> [Quoted passage]:

——————

Let's Talk About The TPP

Press Release

Date: July 23, 2016
Issues: Trade

With Clinton's VP selection of Tim Kaine, a man who favors big giveaways to the bankers that destroy this nation and who gives full-throated support to the TPP, this post is especially important today.

TPP stands for Trans Pacific Partnership. It's bad. If you don't know what it is, or haven't heard of it, here is a quick explainer. Essentially, the TPP is a secretive agreement between 11 nations designed by multi-national corporations and their government lackeys to make it easier for powerful private interests to make money off of regular citizens.

To help the big money flow to the wealthy and powerful, the TPP incentivizes slave labor, threatens lawsuits over sound environmental regulations, and fights to give powerful corporations monopolies and increased power over the other 99.99% of people. It essentially breaks the bond of democracy in favor of profit.

Robert Reich explains why the TPP is "a trojan horse in a global race to the bottom."

Certainly NAFTA has proved to be a disaster for American workers, and experts are calling the TPP "NAFTA on steroids,' so you might start to wonder: Are all trade agreements bad?

——————

> [To do]:
**a)** According to the press release on the TPP, how many nations are part of the agreement?
**b)** From the press release on the TPP, reproduce the passage that begins with the words "TPP stands for" and ends with "of regular citizens.".

(Stored dataset entries)
——————

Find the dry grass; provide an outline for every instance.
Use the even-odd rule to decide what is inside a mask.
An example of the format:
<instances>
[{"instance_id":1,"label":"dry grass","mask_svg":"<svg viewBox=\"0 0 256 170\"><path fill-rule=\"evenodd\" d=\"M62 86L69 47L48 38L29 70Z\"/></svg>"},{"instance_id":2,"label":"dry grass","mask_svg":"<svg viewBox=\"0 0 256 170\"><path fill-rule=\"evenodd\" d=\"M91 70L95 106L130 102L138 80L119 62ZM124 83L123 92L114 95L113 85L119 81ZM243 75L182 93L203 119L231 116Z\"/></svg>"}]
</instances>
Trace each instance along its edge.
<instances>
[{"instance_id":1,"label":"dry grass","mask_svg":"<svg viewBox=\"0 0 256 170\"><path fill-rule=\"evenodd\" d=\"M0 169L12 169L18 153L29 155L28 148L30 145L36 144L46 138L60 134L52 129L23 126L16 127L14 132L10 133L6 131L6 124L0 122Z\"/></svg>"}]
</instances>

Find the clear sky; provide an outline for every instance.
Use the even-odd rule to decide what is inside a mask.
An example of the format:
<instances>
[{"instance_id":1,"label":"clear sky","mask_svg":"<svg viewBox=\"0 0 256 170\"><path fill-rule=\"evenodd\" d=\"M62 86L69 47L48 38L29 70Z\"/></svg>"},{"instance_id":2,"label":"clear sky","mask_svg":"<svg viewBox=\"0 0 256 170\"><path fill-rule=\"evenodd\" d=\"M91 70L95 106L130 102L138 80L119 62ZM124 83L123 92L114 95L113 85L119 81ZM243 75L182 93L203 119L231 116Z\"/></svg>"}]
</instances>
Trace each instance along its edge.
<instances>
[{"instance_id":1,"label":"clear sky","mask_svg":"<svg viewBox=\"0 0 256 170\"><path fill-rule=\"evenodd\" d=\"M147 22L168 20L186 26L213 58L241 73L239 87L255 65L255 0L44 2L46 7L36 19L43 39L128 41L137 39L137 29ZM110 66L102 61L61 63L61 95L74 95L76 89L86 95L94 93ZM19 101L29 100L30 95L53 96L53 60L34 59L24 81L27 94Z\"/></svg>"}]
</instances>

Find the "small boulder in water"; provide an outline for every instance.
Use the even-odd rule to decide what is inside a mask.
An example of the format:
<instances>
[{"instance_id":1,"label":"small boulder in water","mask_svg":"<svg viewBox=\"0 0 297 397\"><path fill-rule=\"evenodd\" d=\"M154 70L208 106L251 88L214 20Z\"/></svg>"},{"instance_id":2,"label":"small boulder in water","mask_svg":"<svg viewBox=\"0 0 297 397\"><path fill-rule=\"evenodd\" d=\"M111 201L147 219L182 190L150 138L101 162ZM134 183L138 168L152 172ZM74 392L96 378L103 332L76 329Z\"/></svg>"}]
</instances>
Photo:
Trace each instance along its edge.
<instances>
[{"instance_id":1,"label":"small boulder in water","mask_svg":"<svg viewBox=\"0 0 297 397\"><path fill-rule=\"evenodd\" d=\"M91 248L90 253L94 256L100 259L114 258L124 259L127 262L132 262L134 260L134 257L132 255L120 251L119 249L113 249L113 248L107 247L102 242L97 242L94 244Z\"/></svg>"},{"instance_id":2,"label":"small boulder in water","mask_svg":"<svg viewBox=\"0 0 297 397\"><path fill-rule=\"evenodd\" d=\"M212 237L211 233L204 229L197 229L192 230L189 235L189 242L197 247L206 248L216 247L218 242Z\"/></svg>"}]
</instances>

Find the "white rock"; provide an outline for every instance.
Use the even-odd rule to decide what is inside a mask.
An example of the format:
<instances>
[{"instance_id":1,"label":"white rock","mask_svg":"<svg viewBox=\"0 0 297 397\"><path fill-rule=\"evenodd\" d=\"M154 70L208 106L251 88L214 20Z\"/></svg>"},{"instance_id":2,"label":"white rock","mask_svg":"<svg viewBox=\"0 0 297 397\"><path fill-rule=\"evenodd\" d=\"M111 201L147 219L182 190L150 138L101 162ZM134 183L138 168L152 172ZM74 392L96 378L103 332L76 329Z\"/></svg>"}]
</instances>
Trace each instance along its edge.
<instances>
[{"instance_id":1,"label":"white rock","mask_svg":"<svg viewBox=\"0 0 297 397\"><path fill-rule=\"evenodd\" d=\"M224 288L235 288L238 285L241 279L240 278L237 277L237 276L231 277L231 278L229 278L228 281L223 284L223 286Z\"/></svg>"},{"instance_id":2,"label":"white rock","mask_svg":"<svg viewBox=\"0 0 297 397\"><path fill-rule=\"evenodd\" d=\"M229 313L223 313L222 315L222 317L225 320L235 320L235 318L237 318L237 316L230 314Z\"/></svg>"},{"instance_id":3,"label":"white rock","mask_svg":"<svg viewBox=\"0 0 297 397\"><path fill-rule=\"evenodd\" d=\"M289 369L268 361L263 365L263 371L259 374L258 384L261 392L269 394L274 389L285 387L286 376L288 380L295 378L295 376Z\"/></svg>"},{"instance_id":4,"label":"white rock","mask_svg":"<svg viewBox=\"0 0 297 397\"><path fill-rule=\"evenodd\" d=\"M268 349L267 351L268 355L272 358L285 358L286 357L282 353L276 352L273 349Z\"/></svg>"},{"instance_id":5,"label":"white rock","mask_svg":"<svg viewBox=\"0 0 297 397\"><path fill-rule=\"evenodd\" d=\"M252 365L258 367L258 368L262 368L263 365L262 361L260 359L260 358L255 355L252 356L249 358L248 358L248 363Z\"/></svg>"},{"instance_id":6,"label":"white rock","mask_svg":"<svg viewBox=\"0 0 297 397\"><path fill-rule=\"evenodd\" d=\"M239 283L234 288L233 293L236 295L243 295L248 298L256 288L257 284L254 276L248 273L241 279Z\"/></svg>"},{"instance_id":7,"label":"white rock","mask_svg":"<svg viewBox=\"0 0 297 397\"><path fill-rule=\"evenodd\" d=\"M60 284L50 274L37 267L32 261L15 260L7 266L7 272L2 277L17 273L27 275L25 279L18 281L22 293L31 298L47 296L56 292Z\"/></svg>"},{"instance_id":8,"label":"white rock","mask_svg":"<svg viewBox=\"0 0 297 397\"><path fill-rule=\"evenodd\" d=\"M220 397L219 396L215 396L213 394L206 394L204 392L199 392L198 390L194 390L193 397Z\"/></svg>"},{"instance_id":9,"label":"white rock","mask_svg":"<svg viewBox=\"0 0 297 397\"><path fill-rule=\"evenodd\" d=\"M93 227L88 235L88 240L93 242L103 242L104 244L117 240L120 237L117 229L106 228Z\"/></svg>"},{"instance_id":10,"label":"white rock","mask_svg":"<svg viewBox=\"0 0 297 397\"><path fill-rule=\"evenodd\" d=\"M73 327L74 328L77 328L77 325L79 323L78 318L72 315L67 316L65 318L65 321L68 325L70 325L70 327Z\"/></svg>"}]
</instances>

——————

> [The results]:
**a)** 11 nations

**b)**
TPP stands for Trans Pacific Partnership. It's bad. If you don't know what it is, or haven't heard of it, here is a quick explainer. Essentially, the TPP is a secretive agreement between 11 nations designed by multi-national corporations and their government lackeys to make it easier for powerful private interests to make money off of regular citizens.